# Goal 1
Repeat the passage from the letter about injured workers word for word, beginning at the words "In 1910 the" and stopping after the words "of the day.".

To the Expositor:
The Manitoulin and North Shore Injured Workers is the newest addition to the Ontario Network of Injured Workers Groups. Our mandate is to stop and reverse the changes to the WSIB (Workplace Safety and Insurance Board) benefit scheme that have resulted in reductions to the financial support received by injured workers. We call upon all injured workers from Manitoulin and the North Shore to join us in this endeavour.
In 1910 the Ontario government appointed Sir William Meredith to head a Royal Commission dealing with the creation of a workmen’s compensation system in the province. Meredith listened to workers and he listened to industrialists and he proposed a system that he felt was fair and just to both sides. There were five main aspects to his system, which have become known as the Meredith Principles. These are: that the system is a no fault system; that it is non adversarial; that an injured worker be fairly compensated for as long as the disability lasts; that the employers across the province pay for the system and that there be a collective liability among employers; and that the board to be set up to administer the plan be completely independent from the government of the day.

# Available records
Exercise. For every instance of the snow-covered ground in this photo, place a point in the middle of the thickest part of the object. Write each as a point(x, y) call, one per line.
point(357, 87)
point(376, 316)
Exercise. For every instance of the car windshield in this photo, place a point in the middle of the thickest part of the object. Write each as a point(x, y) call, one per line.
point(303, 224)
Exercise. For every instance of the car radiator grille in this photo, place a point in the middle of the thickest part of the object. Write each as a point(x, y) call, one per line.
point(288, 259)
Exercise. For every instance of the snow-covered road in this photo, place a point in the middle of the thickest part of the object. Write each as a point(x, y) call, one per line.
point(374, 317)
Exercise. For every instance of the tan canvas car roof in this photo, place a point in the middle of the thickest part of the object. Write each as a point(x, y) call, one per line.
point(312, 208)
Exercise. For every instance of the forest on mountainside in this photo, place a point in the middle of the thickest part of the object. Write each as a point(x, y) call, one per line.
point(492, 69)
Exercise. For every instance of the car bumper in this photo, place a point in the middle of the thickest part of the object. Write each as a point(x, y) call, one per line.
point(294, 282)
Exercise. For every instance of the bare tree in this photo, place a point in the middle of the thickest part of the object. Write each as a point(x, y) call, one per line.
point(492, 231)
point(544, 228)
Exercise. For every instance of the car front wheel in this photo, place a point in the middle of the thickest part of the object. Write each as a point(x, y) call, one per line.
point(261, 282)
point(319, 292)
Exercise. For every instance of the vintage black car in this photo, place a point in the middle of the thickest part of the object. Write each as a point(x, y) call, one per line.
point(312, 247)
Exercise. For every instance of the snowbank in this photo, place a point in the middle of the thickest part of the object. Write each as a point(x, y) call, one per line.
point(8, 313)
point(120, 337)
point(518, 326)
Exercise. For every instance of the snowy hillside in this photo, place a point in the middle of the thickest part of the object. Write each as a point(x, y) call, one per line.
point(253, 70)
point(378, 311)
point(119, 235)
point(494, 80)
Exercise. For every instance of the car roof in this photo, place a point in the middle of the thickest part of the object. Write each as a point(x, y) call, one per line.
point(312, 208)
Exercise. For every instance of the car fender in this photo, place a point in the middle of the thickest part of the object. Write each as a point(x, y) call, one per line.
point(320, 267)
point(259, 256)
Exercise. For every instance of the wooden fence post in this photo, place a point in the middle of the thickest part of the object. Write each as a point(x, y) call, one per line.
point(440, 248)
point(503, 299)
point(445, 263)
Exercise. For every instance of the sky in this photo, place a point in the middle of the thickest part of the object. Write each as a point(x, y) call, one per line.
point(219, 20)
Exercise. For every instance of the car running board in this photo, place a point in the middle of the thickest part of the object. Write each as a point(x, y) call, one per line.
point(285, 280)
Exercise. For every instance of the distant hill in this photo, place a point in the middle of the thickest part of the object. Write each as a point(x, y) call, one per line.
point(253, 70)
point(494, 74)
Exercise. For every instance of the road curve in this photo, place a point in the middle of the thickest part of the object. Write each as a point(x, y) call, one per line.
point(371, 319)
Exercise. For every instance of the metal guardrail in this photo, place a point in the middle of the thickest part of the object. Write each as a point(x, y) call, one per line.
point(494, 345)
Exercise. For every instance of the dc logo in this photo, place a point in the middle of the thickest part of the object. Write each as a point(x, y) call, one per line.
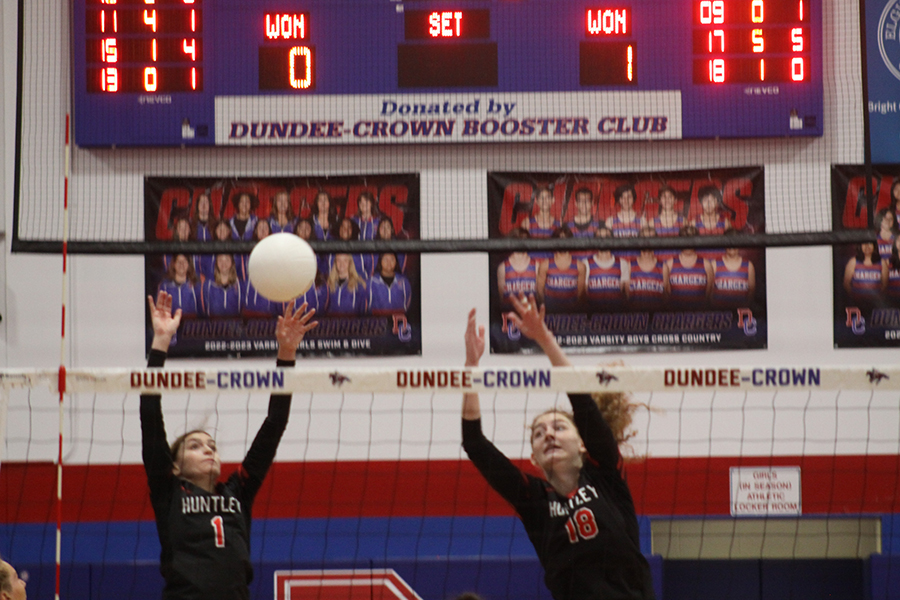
point(855, 321)
point(746, 321)
point(888, 43)
point(402, 329)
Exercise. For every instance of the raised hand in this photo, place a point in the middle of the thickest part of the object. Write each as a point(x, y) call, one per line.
point(165, 324)
point(529, 317)
point(474, 341)
point(291, 328)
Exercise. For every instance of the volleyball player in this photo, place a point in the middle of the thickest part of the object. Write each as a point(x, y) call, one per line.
point(221, 295)
point(389, 290)
point(204, 524)
point(886, 225)
point(647, 281)
point(607, 278)
point(734, 278)
point(892, 290)
point(667, 222)
point(581, 517)
point(323, 216)
point(346, 289)
point(365, 218)
point(542, 223)
point(865, 275)
point(626, 222)
point(690, 276)
point(281, 217)
point(711, 221)
point(518, 273)
point(560, 278)
point(182, 284)
point(243, 223)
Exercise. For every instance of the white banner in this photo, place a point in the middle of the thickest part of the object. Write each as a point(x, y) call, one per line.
point(765, 491)
point(448, 118)
point(431, 380)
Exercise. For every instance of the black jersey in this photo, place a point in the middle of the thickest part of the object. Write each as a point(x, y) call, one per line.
point(205, 537)
point(588, 542)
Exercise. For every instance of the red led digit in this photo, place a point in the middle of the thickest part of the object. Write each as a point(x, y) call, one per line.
point(797, 69)
point(109, 79)
point(150, 79)
point(757, 11)
point(305, 80)
point(110, 52)
point(114, 24)
point(630, 63)
point(150, 19)
point(717, 70)
point(797, 39)
point(712, 11)
point(758, 43)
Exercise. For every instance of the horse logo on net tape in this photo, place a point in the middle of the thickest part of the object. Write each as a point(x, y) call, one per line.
point(605, 378)
point(351, 584)
point(338, 379)
point(875, 376)
point(855, 321)
point(746, 321)
point(402, 329)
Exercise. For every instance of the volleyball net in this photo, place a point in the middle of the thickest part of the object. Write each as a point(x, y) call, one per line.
point(370, 490)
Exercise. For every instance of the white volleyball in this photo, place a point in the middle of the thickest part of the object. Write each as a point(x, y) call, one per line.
point(282, 267)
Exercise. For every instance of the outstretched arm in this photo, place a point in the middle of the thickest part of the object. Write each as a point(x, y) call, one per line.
point(499, 472)
point(529, 318)
point(474, 351)
point(289, 332)
point(596, 434)
point(154, 446)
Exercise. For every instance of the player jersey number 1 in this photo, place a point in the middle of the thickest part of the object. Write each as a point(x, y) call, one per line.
point(219, 529)
point(581, 526)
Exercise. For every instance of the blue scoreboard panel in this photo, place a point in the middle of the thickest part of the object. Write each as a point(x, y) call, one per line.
point(270, 72)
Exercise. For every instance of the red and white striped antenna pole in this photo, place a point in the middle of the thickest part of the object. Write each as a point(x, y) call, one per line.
point(62, 356)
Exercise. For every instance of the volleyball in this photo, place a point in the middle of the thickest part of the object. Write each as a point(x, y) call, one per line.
point(282, 266)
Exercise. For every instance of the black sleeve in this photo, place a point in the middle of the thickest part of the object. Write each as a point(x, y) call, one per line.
point(262, 451)
point(154, 447)
point(493, 465)
point(598, 438)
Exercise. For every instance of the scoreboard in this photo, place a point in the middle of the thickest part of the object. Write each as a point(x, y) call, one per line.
point(232, 72)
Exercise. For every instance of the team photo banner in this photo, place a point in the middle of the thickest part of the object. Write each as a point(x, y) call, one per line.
point(866, 276)
point(367, 304)
point(443, 118)
point(629, 300)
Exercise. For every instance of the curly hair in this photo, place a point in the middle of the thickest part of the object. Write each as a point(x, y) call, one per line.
point(616, 408)
point(618, 411)
point(5, 579)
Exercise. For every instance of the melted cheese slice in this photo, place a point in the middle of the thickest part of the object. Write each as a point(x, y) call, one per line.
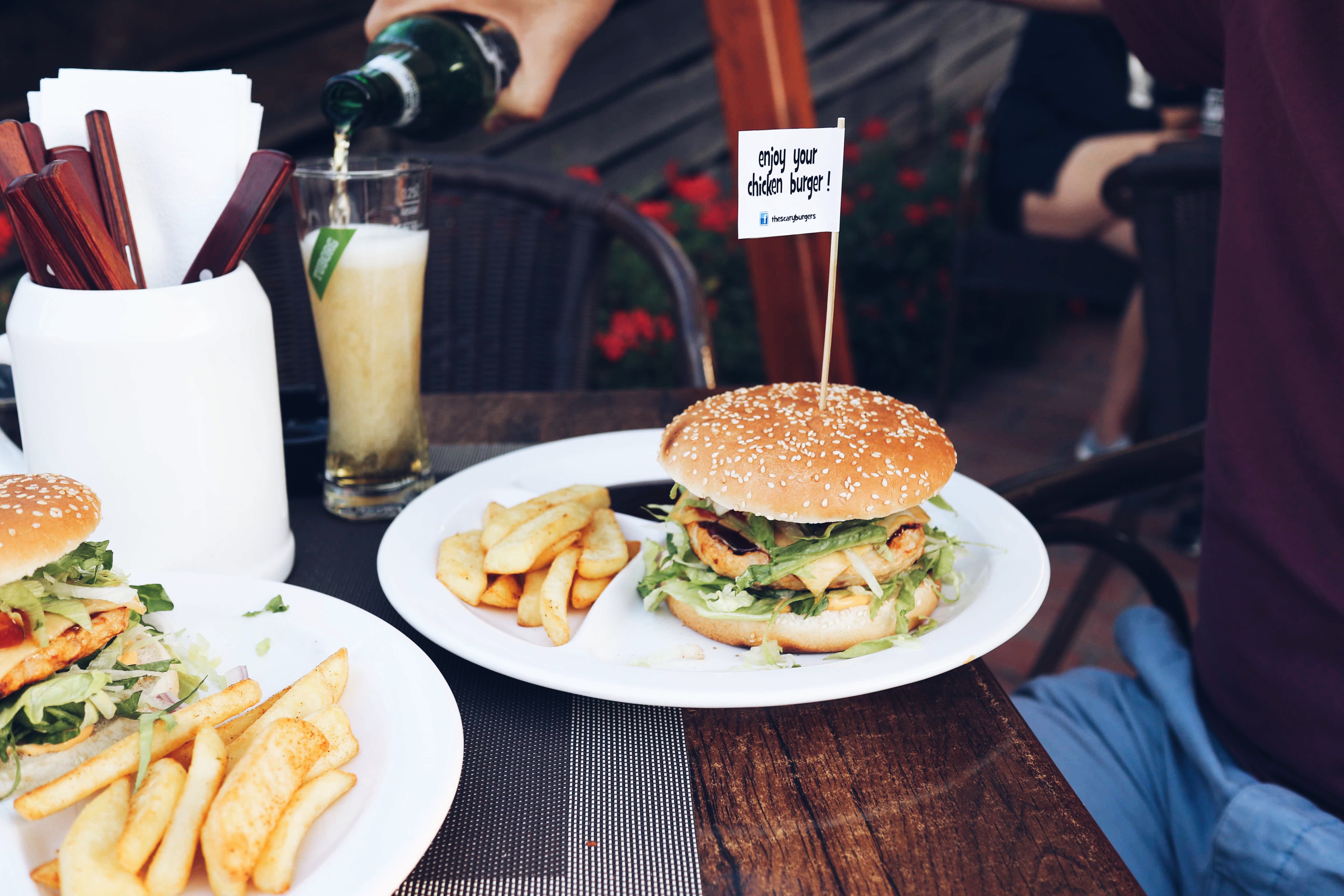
point(10, 657)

# Goal 2
Rewrite the records from their first line through the line that contains "point(303, 224)", replacing "car windshield" with "vehicle windshield" and leaving everything else the same. Give only those lines.

# Expected answer 1
In 1910 the Ontario government appointed Sir William Meredith to head a Royal Commission dealing with the creation of a workmen’s compensation system in the province. Meredith listened to workers and he listened to industrialists and he proposed a system that he felt was fair and just to both sides. There were five main aspects to his system, which have become known as the Meredith Principles. These are: that the system is a no fault system; that it is non adversarial; that an injured worker be fairly compensated for as long as the disability lasts; that the employers across the province pay for the system and that there be a collective liability among employers; and that the board to be set up to administer the plan be completely independent from the government of the day.

# Expected answer 2
Exercise. For every instance of the snow-covered ground in this photo, place a point in the middle of the thickest part of the object. Write each as a point(x, y) call, one per line.
point(357, 87)
point(376, 316)
Exercise. For every instance of the vehicle windshield in this photo, place a point in the middle of the thickest part of the object. Write each as a point(x, y) call, one per line.
point(303, 224)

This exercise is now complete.